==== Given passage ====

Adding magnets to lower the cost of hydrogen production

Researchers at IIT-Bombay have discovered a new way of producing hydrogen by using magnetised catalysts during electrolysis. This lowers energy consumption, in the process.

High school physics tells us that the simplest way to produce hydrogen is by splitting water into its constituent elements, hydrogen and oxygen. But this method calls for energy (electricity), because the chemical bonds between hydrogen and oxygen are very strong. Besides, if you already have electricity, why not use it directly rather than for producing hydrogen? The splitting of water — electrolysis — essentially means you are using hydrogen only as an energy store, rather than an energy source.

However, while some scientists are trying to figure out alternative ways of producing the gas — such as reacting metals with water and carbon dioxide, using biomass or microbes — others are persisting with electrolysis, trying to improve the process by lowering energy consumption.

==== Extracted information ====

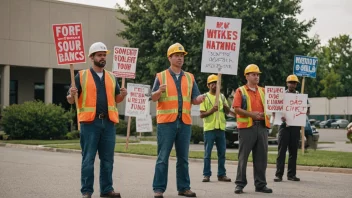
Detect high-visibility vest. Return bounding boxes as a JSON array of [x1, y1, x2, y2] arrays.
[[78, 69, 119, 123], [236, 86, 270, 128], [156, 69, 194, 124]]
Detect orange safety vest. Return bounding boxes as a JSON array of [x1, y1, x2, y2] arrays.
[[236, 86, 270, 129], [156, 69, 194, 124], [78, 69, 119, 123]]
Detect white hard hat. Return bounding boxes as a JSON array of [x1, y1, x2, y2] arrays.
[[88, 42, 109, 57]]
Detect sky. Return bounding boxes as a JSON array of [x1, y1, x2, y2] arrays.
[[60, 0, 352, 45]]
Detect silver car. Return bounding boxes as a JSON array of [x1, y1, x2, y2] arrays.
[[331, 119, 350, 129]]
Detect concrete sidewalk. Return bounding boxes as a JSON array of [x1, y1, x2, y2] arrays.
[[0, 147, 352, 198]]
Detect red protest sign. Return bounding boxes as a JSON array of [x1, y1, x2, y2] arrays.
[[265, 86, 285, 112], [112, 46, 138, 79], [53, 23, 86, 65]]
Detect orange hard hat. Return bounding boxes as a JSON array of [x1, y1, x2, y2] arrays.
[[207, 74, 218, 84], [167, 43, 188, 57], [244, 64, 262, 75], [286, 74, 299, 83]]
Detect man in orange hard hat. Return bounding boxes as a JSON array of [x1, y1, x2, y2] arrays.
[[152, 43, 204, 198], [274, 75, 309, 182], [232, 64, 272, 194], [200, 74, 231, 182], [67, 42, 127, 198]]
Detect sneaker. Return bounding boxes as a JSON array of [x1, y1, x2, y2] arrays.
[[202, 176, 210, 182], [82, 193, 92, 198], [255, 186, 273, 193], [274, 176, 282, 182], [178, 190, 197, 197], [235, 186, 243, 194], [218, 175, 231, 182], [100, 191, 121, 198], [154, 192, 164, 198], [287, 176, 301, 181]]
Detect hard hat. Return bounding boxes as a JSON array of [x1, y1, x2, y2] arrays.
[[88, 42, 109, 57], [244, 64, 262, 75], [207, 74, 218, 84], [286, 74, 299, 83], [167, 43, 188, 57]]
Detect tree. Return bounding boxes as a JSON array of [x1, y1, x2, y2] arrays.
[[117, 0, 317, 95], [307, 35, 352, 99]]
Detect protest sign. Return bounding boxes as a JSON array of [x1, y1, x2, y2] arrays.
[[112, 46, 138, 79], [125, 83, 150, 117], [191, 105, 200, 116], [293, 55, 318, 78], [201, 16, 242, 75], [136, 115, 153, 133], [53, 23, 86, 65], [265, 86, 285, 112], [284, 93, 308, 126]]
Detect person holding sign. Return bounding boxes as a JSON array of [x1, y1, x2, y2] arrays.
[[200, 74, 231, 182], [274, 75, 309, 182], [232, 64, 272, 194], [67, 42, 127, 198], [152, 43, 205, 198]]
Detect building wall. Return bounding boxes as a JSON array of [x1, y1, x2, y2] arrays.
[[0, 0, 124, 70]]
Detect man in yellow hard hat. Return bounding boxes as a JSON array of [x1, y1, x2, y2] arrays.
[[152, 43, 205, 198], [200, 74, 231, 182], [67, 42, 127, 198], [274, 75, 301, 182], [232, 64, 272, 194]]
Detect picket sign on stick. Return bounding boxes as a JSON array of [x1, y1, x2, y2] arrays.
[[215, 73, 221, 126], [70, 64, 81, 131], [301, 76, 306, 155], [52, 23, 86, 130]]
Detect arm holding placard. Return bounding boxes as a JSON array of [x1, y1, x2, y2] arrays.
[[191, 81, 205, 105], [233, 89, 264, 120]]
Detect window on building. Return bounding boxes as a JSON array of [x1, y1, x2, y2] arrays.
[[34, 83, 71, 110], [10, 80, 18, 105]]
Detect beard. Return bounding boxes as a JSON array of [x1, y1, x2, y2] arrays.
[[94, 60, 106, 67]]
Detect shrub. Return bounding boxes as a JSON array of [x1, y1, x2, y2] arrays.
[[66, 130, 80, 140], [191, 125, 204, 144], [2, 101, 71, 139]]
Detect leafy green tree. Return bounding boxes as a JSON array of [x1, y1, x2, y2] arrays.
[[117, 0, 317, 95], [306, 35, 352, 98]]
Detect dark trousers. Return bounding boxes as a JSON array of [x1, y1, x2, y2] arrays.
[[275, 126, 301, 177], [80, 118, 116, 194], [235, 122, 268, 188]]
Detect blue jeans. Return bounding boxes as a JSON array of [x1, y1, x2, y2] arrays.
[[203, 129, 226, 177], [81, 118, 116, 194], [153, 119, 191, 192]]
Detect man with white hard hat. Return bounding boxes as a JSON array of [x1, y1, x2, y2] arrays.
[[67, 42, 127, 198]]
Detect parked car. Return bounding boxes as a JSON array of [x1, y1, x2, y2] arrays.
[[331, 119, 349, 129], [319, 119, 336, 128], [225, 117, 238, 147]]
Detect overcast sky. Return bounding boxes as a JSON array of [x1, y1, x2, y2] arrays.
[[61, 0, 352, 44]]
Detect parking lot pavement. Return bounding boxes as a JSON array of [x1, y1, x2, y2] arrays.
[[0, 147, 352, 198]]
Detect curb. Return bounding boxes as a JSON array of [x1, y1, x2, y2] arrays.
[[0, 143, 352, 174]]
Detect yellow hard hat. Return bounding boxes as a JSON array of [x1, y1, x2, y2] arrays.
[[244, 64, 262, 75], [207, 74, 218, 84], [167, 43, 188, 57], [286, 74, 299, 83]]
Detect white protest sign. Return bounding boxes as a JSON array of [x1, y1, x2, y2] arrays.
[[136, 115, 153, 133], [282, 93, 308, 126], [201, 16, 242, 75], [112, 46, 138, 79], [265, 86, 285, 112], [191, 105, 200, 116], [125, 83, 150, 117]]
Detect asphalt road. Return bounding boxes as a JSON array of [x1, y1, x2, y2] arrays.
[[0, 147, 352, 198]]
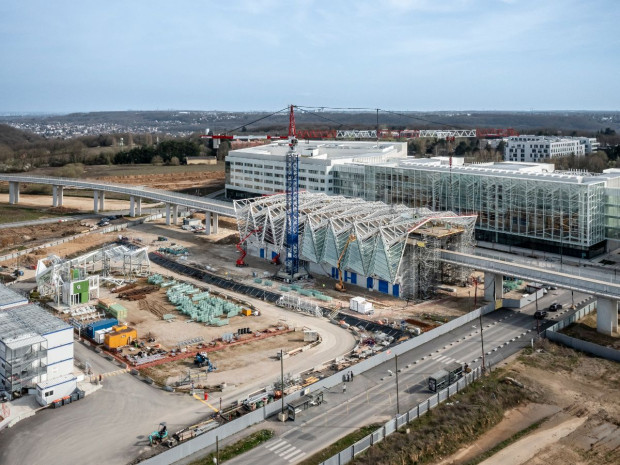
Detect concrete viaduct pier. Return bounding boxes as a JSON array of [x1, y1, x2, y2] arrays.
[[440, 250, 620, 335], [0, 175, 235, 234]]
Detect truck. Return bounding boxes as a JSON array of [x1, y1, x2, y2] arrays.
[[428, 362, 465, 392]]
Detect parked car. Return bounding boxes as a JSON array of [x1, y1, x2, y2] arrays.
[[534, 310, 547, 320]]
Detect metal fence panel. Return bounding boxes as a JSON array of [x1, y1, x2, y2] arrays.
[[353, 434, 371, 455], [385, 419, 396, 436], [338, 447, 353, 465]]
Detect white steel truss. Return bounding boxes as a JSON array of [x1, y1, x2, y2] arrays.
[[235, 193, 476, 297]]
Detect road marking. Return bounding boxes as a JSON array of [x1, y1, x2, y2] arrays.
[[265, 439, 284, 450], [288, 450, 306, 463]]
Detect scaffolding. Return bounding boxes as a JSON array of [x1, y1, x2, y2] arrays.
[[235, 193, 476, 299], [35, 244, 150, 305]]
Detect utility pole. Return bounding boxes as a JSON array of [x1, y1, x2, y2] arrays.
[[473, 278, 486, 371], [394, 354, 400, 415], [280, 349, 284, 415]]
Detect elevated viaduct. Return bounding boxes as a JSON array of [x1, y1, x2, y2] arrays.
[[440, 250, 620, 335], [0, 174, 235, 234]]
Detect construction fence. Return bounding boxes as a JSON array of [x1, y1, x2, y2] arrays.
[[320, 367, 482, 465], [545, 300, 620, 362], [141, 302, 496, 465]]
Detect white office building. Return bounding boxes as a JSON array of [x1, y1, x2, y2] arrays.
[[226, 140, 407, 199], [0, 285, 73, 393], [504, 135, 599, 162]]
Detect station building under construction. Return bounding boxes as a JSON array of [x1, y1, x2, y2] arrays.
[[226, 141, 620, 258], [235, 193, 476, 299]]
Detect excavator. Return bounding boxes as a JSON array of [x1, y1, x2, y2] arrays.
[[334, 234, 357, 292], [237, 228, 262, 267], [149, 422, 168, 446]]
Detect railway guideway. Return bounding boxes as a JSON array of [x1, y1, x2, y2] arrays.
[[439, 250, 620, 335]]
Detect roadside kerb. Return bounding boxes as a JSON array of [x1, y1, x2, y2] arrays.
[[141, 302, 495, 465], [319, 367, 482, 465]]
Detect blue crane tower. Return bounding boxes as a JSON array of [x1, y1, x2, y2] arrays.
[[285, 105, 299, 281]]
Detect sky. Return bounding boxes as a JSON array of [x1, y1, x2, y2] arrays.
[[0, 0, 620, 114]]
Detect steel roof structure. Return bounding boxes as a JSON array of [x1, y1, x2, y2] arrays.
[[235, 193, 476, 298]]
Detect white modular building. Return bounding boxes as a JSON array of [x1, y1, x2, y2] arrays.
[[0, 292, 73, 393], [504, 135, 599, 162]]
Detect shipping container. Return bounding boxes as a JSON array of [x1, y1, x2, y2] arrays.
[[86, 318, 118, 339]]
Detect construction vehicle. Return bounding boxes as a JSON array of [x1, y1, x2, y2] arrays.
[[428, 362, 462, 392], [149, 422, 168, 446], [236, 228, 262, 267], [194, 352, 217, 373], [334, 234, 357, 292]]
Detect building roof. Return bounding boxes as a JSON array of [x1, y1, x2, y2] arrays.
[[378, 157, 620, 184], [0, 284, 28, 310], [228, 140, 407, 160], [0, 304, 71, 344]]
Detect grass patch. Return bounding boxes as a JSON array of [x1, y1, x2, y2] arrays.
[[299, 424, 381, 465], [0, 205, 63, 224], [465, 418, 547, 465], [351, 370, 537, 465], [189, 429, 273, 465], [519, 339, 584, 373]]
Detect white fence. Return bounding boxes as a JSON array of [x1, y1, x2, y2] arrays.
[[141, 302, 495, 465], [320, 367, 482, 465]]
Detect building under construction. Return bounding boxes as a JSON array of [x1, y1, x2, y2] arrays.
[[235, 193, 476, 299], [36, 244, 150, 306]]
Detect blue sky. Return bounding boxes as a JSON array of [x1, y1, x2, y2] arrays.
[[0, 0, 620, 113]]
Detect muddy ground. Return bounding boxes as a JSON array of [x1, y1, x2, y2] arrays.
[[437, 340, 620, 465]]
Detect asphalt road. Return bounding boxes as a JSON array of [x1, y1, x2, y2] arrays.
[[0, 344, 210, 465], [0, 304, 355, 465], [228, 291, 585, 465]]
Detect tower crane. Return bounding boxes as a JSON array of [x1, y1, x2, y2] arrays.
[[285, 105, 299, 281], [334, 234, 357, 292], [236, 228, 262, 267]]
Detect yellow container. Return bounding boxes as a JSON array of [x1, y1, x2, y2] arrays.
[[104, 326, 138, 349]]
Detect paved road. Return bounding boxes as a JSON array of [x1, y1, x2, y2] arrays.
[[0, 344, 209, 465], [0, 208, 161, 229], [228, 291, 585, 465]]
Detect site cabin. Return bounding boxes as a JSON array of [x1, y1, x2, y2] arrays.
[[428, 362, 463, 392], [35, 375, 77, 406]]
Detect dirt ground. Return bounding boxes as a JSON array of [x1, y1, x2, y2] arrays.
[[439, 340, 620, 465], [140, 332, 306, 389], [95, 171, 226, 191], [560, 312, 620, 350]]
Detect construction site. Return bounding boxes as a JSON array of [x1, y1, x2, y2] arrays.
[[3, 109, 580, 464]]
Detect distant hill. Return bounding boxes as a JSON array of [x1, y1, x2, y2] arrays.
[[0, 124, 43, 149]]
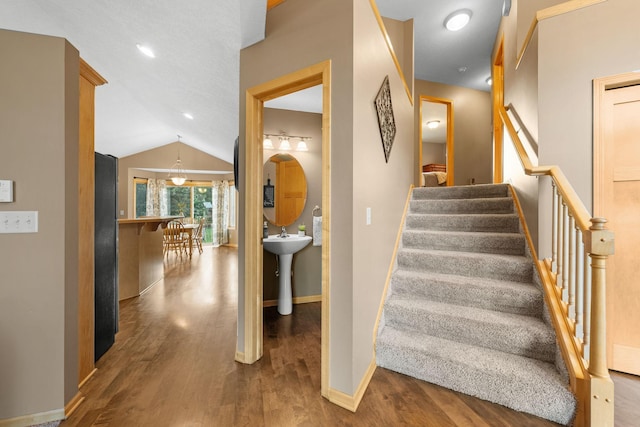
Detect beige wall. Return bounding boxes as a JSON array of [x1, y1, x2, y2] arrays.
[[0, 30, 79, 419], [382, 17, 415, 98], [498, 0, 640, 257], [238, 0, 416, 395], [263, 108, 322, 301], [414, 80, 493, 185], [422, 142, 447, 165]]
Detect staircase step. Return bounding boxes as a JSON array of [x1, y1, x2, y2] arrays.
[[384, 294, 556, 362], [391, 270, 543, 316], [406, 213, 520, 233], [413, 184, 509, 199], [402, 230, 525, 255], [376, 326, 576, 425], [398, 248, 533, 283], [409, 199, 514, 214]]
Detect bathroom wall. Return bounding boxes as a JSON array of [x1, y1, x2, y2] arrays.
[[263, 108, 322, 305], [236, 0, 417, 396]]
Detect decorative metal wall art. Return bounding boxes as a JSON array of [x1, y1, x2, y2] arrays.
[[374, 76, 396, 163]]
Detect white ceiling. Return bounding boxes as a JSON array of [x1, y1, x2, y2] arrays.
[[0, 0, 503, 162]]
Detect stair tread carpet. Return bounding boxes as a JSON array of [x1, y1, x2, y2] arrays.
[[398, 248, 533, 282], [376, 184, 576, 425], [406, 212, 520, 233], [376, 326, 576, 425], [391, 270, 543, 316], [385, 294, 555, 362], [402, 230, 525, 255]]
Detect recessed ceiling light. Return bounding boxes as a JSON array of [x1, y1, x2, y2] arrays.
[[136, 43, 156, 58], [444, 9, 472, 31]]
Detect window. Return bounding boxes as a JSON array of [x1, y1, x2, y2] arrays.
[[133, 178, 147, 218], [229, 181, 237, 228]]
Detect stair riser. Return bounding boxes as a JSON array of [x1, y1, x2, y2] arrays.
[[402, 231, 525, 255], [377, 340, 573, 425], [412, 185, 509, 199], [410, 198, 513, 214], [391, 274, 542, 316], [407, 214, 520, 233], [398, 250, 533, 283], [384, 303, 555, 362]]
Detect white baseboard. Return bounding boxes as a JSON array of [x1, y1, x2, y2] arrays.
[[0, 408, 65, 427]]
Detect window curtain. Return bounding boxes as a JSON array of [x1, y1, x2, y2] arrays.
[[211, 181, 229, 246], [147, 178, 169, 216]]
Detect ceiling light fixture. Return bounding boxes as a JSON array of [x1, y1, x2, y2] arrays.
[[296, 137, 311, 151], [444, 9, 472, 31], [278, 135, 291, 151], [169, 135, 187, 186], [136, 43, 156, 58]]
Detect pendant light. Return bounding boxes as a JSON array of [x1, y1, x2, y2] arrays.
[[169, 135, 187, 186]]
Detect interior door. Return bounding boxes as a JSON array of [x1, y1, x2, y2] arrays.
[[601, 85, 640, 375]]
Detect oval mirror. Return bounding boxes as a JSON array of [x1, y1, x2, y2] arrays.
[[262, 153, 307, 227]]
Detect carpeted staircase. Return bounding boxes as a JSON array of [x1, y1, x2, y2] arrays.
[[376, 185, 576, 425]]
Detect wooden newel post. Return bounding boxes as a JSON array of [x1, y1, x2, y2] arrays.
[[585, 218, 614, 426]]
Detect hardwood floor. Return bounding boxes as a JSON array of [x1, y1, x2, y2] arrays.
[[61, 247, 640, 427]]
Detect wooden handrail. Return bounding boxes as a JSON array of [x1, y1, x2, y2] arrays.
[[516, 0, 607, 70], [498, 107, 614, 427]]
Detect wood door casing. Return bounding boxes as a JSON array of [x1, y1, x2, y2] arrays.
[[596, 85, 640, 375]]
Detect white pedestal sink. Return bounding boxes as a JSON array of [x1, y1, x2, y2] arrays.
[[262, 234, 311, 314]]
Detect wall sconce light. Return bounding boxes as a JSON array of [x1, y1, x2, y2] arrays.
[[296, 137, 311, 151], [262, 135, 274, 150], [169, 135, 187, 185], [444, 9, 472, 31], [262, 132, 311, 151]]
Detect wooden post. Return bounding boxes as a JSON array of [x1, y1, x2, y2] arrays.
[[585, 218, 614, 427]]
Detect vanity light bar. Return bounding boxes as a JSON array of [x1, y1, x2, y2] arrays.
[[262, 133, 312, 151]]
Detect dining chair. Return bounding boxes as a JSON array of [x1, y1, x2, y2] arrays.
[[163, 221, 188, 258], [193, 218, 204, 253]]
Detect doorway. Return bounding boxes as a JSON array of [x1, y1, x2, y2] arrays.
[[236, 61, 331, 397], [418, 95, 454, 186], [593, 73, 640, 375]]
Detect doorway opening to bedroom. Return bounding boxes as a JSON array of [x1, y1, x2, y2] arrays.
[[418, 95, 454, 186]]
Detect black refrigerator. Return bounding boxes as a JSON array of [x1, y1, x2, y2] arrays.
[[94, 153, 118, 361]]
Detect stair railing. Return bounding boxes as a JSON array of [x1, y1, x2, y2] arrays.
[[499, 107, 614, 427]]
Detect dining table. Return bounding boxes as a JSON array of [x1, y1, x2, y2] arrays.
[[183, 224, 198, 259]]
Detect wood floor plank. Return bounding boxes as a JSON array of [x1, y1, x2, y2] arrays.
[[61, 247, 640, 427]]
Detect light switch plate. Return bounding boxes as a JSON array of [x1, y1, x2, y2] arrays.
[[0, 211, 38, 234], [0, 179, 13, 203]]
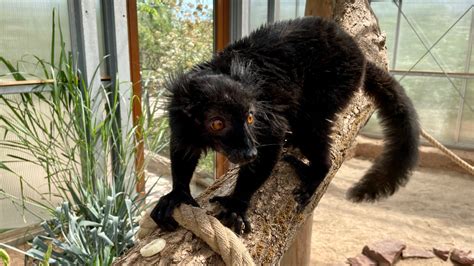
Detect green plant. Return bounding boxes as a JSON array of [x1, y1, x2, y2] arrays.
[[0, 9, 160, 265], [0, 248, 10, 266]]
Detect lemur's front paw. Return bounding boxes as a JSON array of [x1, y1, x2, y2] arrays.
[[150, 190, 199, 231], [209, 196, 252, 234]]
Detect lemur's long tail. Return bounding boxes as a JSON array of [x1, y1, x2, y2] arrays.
[[348, 62, 420, 202]]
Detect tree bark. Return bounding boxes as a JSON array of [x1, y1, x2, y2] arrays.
[[115, 0, 387, 265]]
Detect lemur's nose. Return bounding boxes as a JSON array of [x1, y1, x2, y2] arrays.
[[244, 148, 257, 161]]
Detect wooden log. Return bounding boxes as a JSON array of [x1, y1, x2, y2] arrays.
[[115, 0, 387, 265]]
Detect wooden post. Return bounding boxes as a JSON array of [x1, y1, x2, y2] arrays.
[[280, 0, 334, 266], [214, 0, 230, 178], [127, 0, 145, 193]]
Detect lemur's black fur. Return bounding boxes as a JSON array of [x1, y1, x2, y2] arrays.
[[151, 17, 419, 233]]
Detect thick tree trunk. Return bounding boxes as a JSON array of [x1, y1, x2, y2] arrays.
[[116, 0, 387, 265]]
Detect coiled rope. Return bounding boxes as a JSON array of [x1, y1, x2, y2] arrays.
[[138, 204, 255, 265], [421, 129, 474, 175]]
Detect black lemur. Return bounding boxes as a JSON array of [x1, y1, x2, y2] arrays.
[[151, 17, 419, 233]]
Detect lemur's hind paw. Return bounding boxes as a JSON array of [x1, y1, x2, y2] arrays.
[[150, 190, 199, 231], [209, 196, 252, 234]]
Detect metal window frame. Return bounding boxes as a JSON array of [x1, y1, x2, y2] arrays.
[[370, 0, 474, 150], [0, 0, 134, 177]]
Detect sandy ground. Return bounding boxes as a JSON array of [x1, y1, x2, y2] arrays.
[[311, 159, 474, 265], [5, 159, 474, 266]]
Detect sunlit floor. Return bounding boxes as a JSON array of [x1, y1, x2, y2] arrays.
[[311, 159, 474, 265]]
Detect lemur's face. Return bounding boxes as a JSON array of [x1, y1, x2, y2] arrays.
[[169, 74, 259, 164], [203, 105, 257, 164]]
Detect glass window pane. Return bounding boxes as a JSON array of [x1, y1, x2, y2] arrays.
[[249, 0, 268, 31], [137, 0, 215, 193], [0, 0, 70, 81], [279, 0, 306, 20], [371, 1, 398, 66], [364, 76, 463, 144], [459, 79, 474, 146], [396, 0, 472, 72]]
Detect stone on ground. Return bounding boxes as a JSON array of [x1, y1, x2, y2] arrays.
[[362, 240, 406, 265]]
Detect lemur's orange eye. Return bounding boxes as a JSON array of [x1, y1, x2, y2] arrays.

====

◆ **Directives**:
1 - Copy the passage on hydrogen production word for word, everything from "Adding magnets to" down to "an energy source.".
2 - Pick up the hydrogen article where it stops and carry it on.
The material has no connection to the hydrogen article.

◆ **Solved problems**:
1 -
Adding magnets to lower the cost of hydrogen production

Researchers at IIT-Bombay have discovered a new way of producing hydrogen by using magnetised catalysts during electrolysis. This lowers energy consumption, in the process.

High school physics tells us that the simplest way to produce hydrogen is by splitting water into its constituent elements, hydrogen and oxygen. But this method calls for energy (electricity), because the chemical bonds between hydrogen and oxygen are very strong. Besides, if you already have electricity, why not use it directly rather than for producing hydrogen? The splitting of water — electrolysis — essentially means you are using hydrogen only as an energy store, rather than an energy source.

2 -
It is in such a quest that three professors of the Department of Chemistry, IIT-Bombay — Jayeeta Saha, Ranadeb Ball and Chandramouli Subramanian — have found success. Their work has been published in the journal ACS Sustainable Chemistry & Engineering . The experts have shown that their catalyst could speed up hydrogen production with lower energy consumption.

In electrolysis, two electrodes are inserted across water and current is passed through the electrodes. It has been known that metals like platinum, rhodium, and iridium speed up electrolysis — but these are expensive and, hence, not preferred.

The IIT-Bombay researchers made an electrode of carbon nano florets, where you have nano carbon structures arranged like a marigold flower, and added cobalt oxide to it. Then they nourished the electric field with a magnetic field, by placing two magnets outside the experimental beaker in which the electrodes were kept. The magnets were less than 300 milli tesla, same as common fridge magnets, Subramanian told Quantum .

The result: 19 per cent less energy consumption and three times the hydrogen produced without a magnetic field.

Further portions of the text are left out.